*What this task involves*: Type out every entry again, character for character.

*Materials provided*:
- - - - - - -
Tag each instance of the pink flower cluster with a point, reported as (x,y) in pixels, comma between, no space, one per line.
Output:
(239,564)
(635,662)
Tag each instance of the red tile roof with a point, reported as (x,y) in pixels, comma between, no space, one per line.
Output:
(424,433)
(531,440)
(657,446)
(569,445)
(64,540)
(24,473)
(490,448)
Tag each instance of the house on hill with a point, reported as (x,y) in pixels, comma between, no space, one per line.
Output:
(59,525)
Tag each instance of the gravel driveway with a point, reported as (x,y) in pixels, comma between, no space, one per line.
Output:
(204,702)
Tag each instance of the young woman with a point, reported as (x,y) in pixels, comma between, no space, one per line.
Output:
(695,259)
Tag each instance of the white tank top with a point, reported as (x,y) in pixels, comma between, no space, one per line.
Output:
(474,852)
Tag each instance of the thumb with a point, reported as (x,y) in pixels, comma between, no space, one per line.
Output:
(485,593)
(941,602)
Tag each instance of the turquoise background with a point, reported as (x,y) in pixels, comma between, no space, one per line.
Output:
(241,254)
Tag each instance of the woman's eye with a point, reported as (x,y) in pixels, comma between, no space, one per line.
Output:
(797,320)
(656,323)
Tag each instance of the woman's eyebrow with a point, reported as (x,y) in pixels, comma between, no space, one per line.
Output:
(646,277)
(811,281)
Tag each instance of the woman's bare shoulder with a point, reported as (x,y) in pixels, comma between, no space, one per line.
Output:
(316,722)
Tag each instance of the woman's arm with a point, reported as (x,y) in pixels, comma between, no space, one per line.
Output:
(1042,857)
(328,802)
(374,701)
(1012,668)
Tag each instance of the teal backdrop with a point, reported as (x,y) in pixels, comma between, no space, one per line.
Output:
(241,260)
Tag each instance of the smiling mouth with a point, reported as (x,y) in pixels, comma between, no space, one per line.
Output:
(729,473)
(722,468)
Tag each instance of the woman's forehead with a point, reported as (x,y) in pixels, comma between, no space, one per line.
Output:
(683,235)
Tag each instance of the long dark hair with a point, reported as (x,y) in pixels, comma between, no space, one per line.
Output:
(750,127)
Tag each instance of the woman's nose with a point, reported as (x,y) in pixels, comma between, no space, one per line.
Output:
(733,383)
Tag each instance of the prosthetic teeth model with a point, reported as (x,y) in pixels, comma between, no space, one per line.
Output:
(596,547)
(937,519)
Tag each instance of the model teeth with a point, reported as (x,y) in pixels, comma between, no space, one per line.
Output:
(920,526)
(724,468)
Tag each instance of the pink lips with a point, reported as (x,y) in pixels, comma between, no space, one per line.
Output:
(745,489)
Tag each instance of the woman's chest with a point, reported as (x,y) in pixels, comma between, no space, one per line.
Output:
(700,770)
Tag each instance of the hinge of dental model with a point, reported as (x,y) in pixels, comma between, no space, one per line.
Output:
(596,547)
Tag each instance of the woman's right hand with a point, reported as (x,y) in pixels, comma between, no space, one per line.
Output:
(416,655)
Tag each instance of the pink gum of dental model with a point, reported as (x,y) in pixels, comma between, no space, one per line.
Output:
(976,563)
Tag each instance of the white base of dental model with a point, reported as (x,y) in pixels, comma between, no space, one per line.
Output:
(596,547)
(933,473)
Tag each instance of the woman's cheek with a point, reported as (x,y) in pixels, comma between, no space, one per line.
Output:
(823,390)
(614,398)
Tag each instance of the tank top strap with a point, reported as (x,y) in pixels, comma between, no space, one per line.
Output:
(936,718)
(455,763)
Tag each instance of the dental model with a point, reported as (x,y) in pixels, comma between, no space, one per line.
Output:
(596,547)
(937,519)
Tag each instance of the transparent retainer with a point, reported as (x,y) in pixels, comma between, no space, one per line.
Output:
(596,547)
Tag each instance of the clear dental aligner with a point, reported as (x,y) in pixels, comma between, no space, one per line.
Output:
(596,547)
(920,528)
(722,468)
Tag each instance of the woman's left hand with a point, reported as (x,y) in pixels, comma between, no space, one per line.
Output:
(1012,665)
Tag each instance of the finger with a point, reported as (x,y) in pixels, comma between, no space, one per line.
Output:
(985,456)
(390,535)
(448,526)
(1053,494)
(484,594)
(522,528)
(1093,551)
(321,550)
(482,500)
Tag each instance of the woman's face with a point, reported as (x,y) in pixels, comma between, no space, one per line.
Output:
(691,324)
- - - - - - -
*Solved exercise*:
Tag each instance of the pink flower cluster with a point, reported as (x,y) in pixels, comma between, no space, one per line.
Output:
(239,564)
(635,662)
Tag each instance of the red tile roof with a point, reported as (x,y) in pixels, comma between, no space, one per line.
Output:
(424,433)
(531,440)
(657,446)
(569,445)
(64,540)
(24,473)
(490,448)
Tag each instance of the house on hill with a point, reported as (x,y) in pixels, comma between, no space, one per line.
Output:
(59,525)
Tag each instance of the gravel driveway with a point, reported as (x,y) in pixels, comma between, no space, one per line.
Output:
(204,702)
Tag each instance of the young woman with a point, reported as (x,y) in pixels, comma between, no space, one per line.
Output:
(695,259)
Tag each instance of the white tank top with a point, reported as (x,y) in pixels, comma between, no space, one per line.
Output:
(474,852)
Tag each instance of the thumb with a point, reported as (x,y) in pixels, comma between, no space, one per line.
Output:
(485,593)
(941,602)
Tag each instance of the turquoise background with a point, reported as (x,y) in pixels, comma between, no space, one per line.
Output:
(241,254)
Tag each instance of the woman's eye with a point, reported as (x,y) in pixels, comma between, no space, one per line.
Output:
(797,320)
(656,323)
Tag each instance of the woman's eyebrow with a point, reported as (x,y) in pixels, comma between, no space, one per line.
Output:
(646,277)
(811,281)
Tag each instance of the woman's bare shoulder with a point, reported as (x,y) in pixels, comma between, no space, one per line.
Output:
(316,722)
Tag each instance of the woman's arm with a point, reported as (x,y) in pixels, comma between, no space, one per line.
Output:
(1042,857)
(328,802)
(374,701)
(1012,668)
Tag each instance of the teal backdrop with a point, reported as (x,y) in pixels, comma between, no space, one per line.
Output:
(241,260)
Tag each instance of the smiling mouth with a point, reported as (x,y) in pixels, comma between, no space, one per line.
Output:
(729,473)
(722,468)
Tag each instance of the woman's forehead with a point, reported as (x,y) in pixels, comma between, no space, one per line.
Output:
(683,235)
Tag each instance of the long dark hair with a point, reported as (x,y) in pixels, comma between, no space, one per line.
Output:
(750,127)
Tag each instance of the woman's nose with a point, reported as (x,y) in pixels, comma between, no space, one per line.
Output:
(733,383)
Tag each instance of the prosthetic teeth model with a point, reported as (x,y) in pixels, comma between, no space, one per line.
Output:
(596,547)
(937,519)
Tag each instance of the model teeth with a point, reported as (x,y) in pixels, comma between, no space, one per line.
Output:
(920,526)
(724,468)
Tag each instance of the pink lips with a point, reported as (x,y) in pixels, comma between, no space, one per line.
Output:
(745,489)
Tag each instance of the woman's chest with a point, reported as (x,y) in pixels, comma between, no space, one per line.
Output:
(700,770)
Tag each instance of the hinge of dental model with a point, reported as (x,y) in pixels, comma between, no space, one per line.
Output:
(596,547)
Tag each instance of the woman's right hand with a point, reported as (x,y) in pixels, comma between, no space, one per line.
Output:
(416,655)
Tag each instance of the pink gum of dental model with a point, reported as (x,y) in pixels, comma between, no space, one per line.
Output:
(976,563)
Tag each instance of the white base of dental model with a point, reported as (x,y) in pixels, comma between, no space, one per line.
Output:
(596,547)
(933,473)
Tag each instance of the woman's cheek with a point, reported as (x,y) in pixels, comma between, no space, one per line.
Output:
(823,390)
(614,398)
Tag each instance of the tank top strap with a point, reported as (x,y) in pixels, comma between, no space, one per line.
Output:
(936,718)
(455,763)
Tag each instance of the dental model with a point, reported as (x,y) in pixels, comma between, no space, one per line.
Output:
(596,547)
(937,519)
Tag each instance of the transparent retainer with a point, reported as (x,y) in pixels, comma between, no space, one per line.
Output:
(596,547)
Tag each instance of the clear dental aligner with a point, reported as (x,y) in pixels, comma between, no space, one per line.
Output:
(596,547)
(920,528)
(722,468)
Tag each instance of the woman's left hand with a point, reported as (x,y) in pixels, comma between, no space, one per line.
Output:
(1012,665)
Tag each instance of the finger with a point, reported as (x,y) in pixels, comma between, no space, one per line.
Output:
(985,456)
(390,535)
(448,526)
(1053,494)
(484,594)
(522,528)
(1093,551)
(321,550)
(482,500)
Tag each instance of the woman's face with a point, reported as (x,y) in pixels, comma between, no space, one per line.
Output:
(691,324)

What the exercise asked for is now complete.